■ PAGE EXCERPT:

-- Opening Marker --

Artificial life? Synthetic genes 'boot up' cell
-   +   A-   A+     25/05/2010
Scientists working to make a synthetic life form reported a major step forward Thursday, saying they had created an artificial genome and used it to bring a hollowed-out bacterium back to life.

They hope to use their stripped-down version of a bacterium to learn how to engineer custom-made microbes.

But some groups worried the technology might be used to make biological weapons and President Barack Obama asked his bioethics advisers to report on the implications. The U.S. House Energy and Commerce Committee scheduled a hearing for next week to discuss the implications, good and bad.

Others disputed just how far the researchers had gone in making artificial life.

"This is the first synthetic cell that's been made," said genome pioneer Craig Venter, who led the research. "This is the first self-replicating species that we have had on the planet whose parent is a computer."

Other members of his research team said later they had taken only "baby steps" toward the goal of starting with a digital file and custom-making an organism.

Venter has said he would like to try to make bacteria to produce fuel or to use in making better vaccines or to design algae that can vacuum up carbon dioxide from the atmosphere.

"This becomes a very powerful tool for trying to design what we want biology to do," Venter said at a news conference.

Reporting in the journal Science, Venter's team said it worked with a synthetic version of the DNA from a small bacterium called Mycoplasma mycoides transplanted into another germ called Mycoplasma capricolum, which had most of its insides removed.

After many false starts, the new microbe came to life and began replicating in the lab dish.

THWARTED SUCCESS

It took years to figure out how to make an artificial chromosome with artificial genetic sequences. The researchers, who have spent 15 years and $40 million so far, then had to figure out how to transfer this into another bacterium.

At first, nothing happened. It turned out there was a single error in the more than 1 million "base-pairs" in the genetic sequence. "Our success was thwarted for many weeks," they wrote in their report.

Venter said the team consulted many experts in ethics before it started. The institute's Dan Gibson said they also briefed the White House because of the security implications -- the technique might be used to synthesize biological weapons, for instance.

Obama asked the Presidential Commission for the Study of Bioethical Issues to look at the issue.

"In its study, the Commission should consider the potential medical, environmental, security, and other benefits of this field of research, as well as any potential health, security or other risks," Obama wrote.

"Further, the Commission should develop recommendations about any actions the federal government should take to ensure that America reaps the benefits of this developing field of science while identifying appropriate ethical boundaries and minimizing identified risks."

Some environmentalists worried.

"We must ensure that strong regulations are in place to protect the environment and human health from this potentially dangerous new technology," said Eric Hoffman of Friends of the Earth.

The researchers do not claim to have created a completely synthetic life form but the experiment elicited some dramatic responses.

"Venter's achievement would seem to extinguish the argument that life requires a special force or power to exist. In my view, this makes it one of the most important scientific achievements in the history of mankind," bioethicist Arthur Caplan of the University of Pennsylvania wrote in a commentary in the journal Nature.

"Their achievement undermines a fundamental belief about the nature of life that is likely to prove as momentous to our view of ourselves and our place in the Universe as the discoveries of Galileo, Copernicus, Darwin and Einstein."

Jim Collins, a professor of biomedical engineering at Boston University, disputed that.

"Frankly, scientists do not know enough about biology to create life," Collins wrote in Nature.

"The work reported by Venter and his colleagues is an important advance in our ability to re-engineer organisms; it does not represent the making of new life from scratch."

-- Closing Marker --

■ STORED DATA:
-- Opening Marker --

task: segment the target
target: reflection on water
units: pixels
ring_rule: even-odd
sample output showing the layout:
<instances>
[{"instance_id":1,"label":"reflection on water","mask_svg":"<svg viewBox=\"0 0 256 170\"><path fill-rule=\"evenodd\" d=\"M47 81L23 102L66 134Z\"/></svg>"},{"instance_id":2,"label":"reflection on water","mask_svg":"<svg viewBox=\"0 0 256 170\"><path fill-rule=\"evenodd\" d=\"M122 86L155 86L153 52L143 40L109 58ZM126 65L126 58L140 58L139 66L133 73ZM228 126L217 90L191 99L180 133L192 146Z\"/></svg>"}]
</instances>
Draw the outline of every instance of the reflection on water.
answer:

-- Closing Marker --

■ INSTRUCTIONS FOR THE TASK:
Quote the synthetic cell article above from "They hope to" up to and including "custom-making an organism.".

■ ANSWER FOR THE TASK:
They hope to use their stripped-down version of a bacterium to learn how to engineer custom-made microbes.

But some groups worried the technology might be used to make biological weapons and President Barack Obama asked his bioethics advisers to report on the implications. The U.S. House Energy and Commerce Committee scheduled a hearing for next week to discuss the implications, good and bad.

Others disputed just how far the researchers had gone in making artificial life.

"This is the first synthetic cell that's been made," said genome pioneer Craig Venter, who led the research. "This is the first self-replicating species that we have had on the planet whose parent is a computer."

Other members of his research team said later they had taken only "baby steps" toward the goal of starting with a digital file and custom-making an organism.